# DOCUMENT SECTION
Hotel Spotlight

It Might Finally Be Safe to Go Back to Tulum

by Pavia Rosati
Casa The pool at Casa Pueblo Tulum. Photo by Benjamin Holtrop.

Casa Pueblo Tulum
Tulum, Mexico
Industrial Chic, $ ($70)

Poor Tulum is having a rough go of it lately. The favorite winter destination of hipsters worldwide has in recent years been plagued by rampant and tacky overdevelopment, stinky algae infesting its waters and beaches, and an obnoxious feather-and-fringe-clad festival-goer crowd more interested in crafting the perfect Instagram photo than, well, anything else, really. Which is a shame, because Mexico's Riviera Maya deserves better. The jungle-meets-sea setting is striking, the sea and the beaches are beautiful, the Mayan ruins are compelling, and the underground rivers and cenotes make for excellent outdoor adventures. And Tulum should be allowed to be the spiritual, healthy, live-and-let-live, sleep-in-a-palapa-under-the-stars, down-dogging, boho haven it wants to be. Poseurs be damned.

# PROBLEM STATEMENT
What price does the Tulum hotel article give for Casa Pueblo Tulum?

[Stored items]
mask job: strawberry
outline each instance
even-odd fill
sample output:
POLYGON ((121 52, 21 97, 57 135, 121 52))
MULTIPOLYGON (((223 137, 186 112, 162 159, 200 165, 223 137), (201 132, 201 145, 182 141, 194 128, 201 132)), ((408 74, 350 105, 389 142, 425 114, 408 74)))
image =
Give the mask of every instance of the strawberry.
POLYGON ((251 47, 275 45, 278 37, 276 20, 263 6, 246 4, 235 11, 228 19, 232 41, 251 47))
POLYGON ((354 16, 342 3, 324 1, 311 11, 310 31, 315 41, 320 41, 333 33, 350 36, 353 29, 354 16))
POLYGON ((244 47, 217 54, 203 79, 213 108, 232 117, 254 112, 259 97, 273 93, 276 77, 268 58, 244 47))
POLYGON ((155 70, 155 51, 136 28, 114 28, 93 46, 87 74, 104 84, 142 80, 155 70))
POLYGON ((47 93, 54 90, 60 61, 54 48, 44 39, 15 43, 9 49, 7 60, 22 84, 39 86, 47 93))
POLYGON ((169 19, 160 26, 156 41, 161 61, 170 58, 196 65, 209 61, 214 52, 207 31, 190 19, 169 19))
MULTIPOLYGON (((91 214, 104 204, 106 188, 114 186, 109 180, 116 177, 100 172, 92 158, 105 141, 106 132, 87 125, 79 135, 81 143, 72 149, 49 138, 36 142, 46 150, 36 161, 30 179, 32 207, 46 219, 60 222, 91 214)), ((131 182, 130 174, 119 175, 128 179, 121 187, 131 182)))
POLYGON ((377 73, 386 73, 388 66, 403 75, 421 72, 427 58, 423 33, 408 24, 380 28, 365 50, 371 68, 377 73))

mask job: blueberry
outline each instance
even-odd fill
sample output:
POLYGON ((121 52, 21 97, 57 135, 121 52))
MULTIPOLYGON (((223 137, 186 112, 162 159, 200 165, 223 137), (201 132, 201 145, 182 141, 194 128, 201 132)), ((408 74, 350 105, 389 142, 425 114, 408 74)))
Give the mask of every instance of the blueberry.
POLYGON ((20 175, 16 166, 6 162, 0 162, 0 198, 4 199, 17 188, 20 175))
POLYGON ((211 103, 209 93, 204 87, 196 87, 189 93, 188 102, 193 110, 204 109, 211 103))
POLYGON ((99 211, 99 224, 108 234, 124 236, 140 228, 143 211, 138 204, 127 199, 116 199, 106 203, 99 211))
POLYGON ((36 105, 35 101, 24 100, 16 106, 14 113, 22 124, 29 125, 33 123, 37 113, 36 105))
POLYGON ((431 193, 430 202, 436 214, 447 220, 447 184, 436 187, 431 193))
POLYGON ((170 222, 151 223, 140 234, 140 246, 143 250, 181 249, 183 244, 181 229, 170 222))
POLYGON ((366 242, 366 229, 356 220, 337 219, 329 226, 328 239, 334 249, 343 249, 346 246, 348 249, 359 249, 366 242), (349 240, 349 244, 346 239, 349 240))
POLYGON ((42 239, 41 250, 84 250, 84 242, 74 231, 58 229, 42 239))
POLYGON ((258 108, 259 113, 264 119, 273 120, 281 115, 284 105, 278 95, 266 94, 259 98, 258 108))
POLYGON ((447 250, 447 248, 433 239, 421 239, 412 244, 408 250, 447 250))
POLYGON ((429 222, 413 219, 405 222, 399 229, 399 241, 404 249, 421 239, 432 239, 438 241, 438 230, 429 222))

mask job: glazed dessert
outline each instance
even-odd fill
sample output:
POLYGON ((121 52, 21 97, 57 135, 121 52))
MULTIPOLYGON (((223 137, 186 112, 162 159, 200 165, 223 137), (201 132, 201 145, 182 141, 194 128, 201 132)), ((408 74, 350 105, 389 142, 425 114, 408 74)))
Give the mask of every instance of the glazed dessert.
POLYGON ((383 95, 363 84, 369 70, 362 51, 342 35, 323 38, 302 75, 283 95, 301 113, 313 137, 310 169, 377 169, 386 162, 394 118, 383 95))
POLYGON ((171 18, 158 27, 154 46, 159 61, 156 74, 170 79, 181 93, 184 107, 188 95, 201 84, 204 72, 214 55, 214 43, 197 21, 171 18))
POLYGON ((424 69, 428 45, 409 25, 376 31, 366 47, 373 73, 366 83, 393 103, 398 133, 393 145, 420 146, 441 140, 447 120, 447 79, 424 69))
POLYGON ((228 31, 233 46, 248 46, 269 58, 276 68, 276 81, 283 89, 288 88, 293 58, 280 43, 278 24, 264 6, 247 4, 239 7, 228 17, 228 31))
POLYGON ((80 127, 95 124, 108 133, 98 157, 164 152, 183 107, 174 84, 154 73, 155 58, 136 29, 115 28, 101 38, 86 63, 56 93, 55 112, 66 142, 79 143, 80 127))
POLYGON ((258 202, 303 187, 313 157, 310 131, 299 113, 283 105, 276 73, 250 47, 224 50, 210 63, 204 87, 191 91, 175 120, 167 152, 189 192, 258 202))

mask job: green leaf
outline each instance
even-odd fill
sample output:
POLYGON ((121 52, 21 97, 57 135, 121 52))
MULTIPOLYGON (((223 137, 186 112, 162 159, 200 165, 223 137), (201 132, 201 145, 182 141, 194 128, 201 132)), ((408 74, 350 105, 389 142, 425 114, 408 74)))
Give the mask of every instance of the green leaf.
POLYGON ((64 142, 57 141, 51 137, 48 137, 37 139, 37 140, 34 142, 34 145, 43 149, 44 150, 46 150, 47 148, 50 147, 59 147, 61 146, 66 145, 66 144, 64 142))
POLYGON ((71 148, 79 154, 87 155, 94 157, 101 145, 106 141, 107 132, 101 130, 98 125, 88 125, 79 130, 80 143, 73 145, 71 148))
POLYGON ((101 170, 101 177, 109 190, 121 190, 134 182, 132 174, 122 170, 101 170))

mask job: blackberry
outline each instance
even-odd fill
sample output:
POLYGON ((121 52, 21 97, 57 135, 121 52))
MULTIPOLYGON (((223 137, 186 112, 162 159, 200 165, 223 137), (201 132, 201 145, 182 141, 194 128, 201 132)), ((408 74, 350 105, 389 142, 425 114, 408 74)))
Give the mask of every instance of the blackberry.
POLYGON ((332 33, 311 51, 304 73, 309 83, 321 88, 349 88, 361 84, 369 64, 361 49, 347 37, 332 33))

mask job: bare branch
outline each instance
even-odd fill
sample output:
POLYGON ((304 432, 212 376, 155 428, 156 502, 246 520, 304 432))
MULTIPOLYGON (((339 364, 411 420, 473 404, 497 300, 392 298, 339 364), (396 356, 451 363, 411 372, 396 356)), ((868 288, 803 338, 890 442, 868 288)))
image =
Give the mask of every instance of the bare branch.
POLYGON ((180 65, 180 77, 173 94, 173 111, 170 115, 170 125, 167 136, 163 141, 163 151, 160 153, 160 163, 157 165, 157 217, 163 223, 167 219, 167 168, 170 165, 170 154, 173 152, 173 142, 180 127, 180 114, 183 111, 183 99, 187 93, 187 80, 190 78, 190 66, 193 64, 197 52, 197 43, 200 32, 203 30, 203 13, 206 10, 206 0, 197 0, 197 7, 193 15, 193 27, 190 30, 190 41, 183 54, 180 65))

# OUTPUT
$70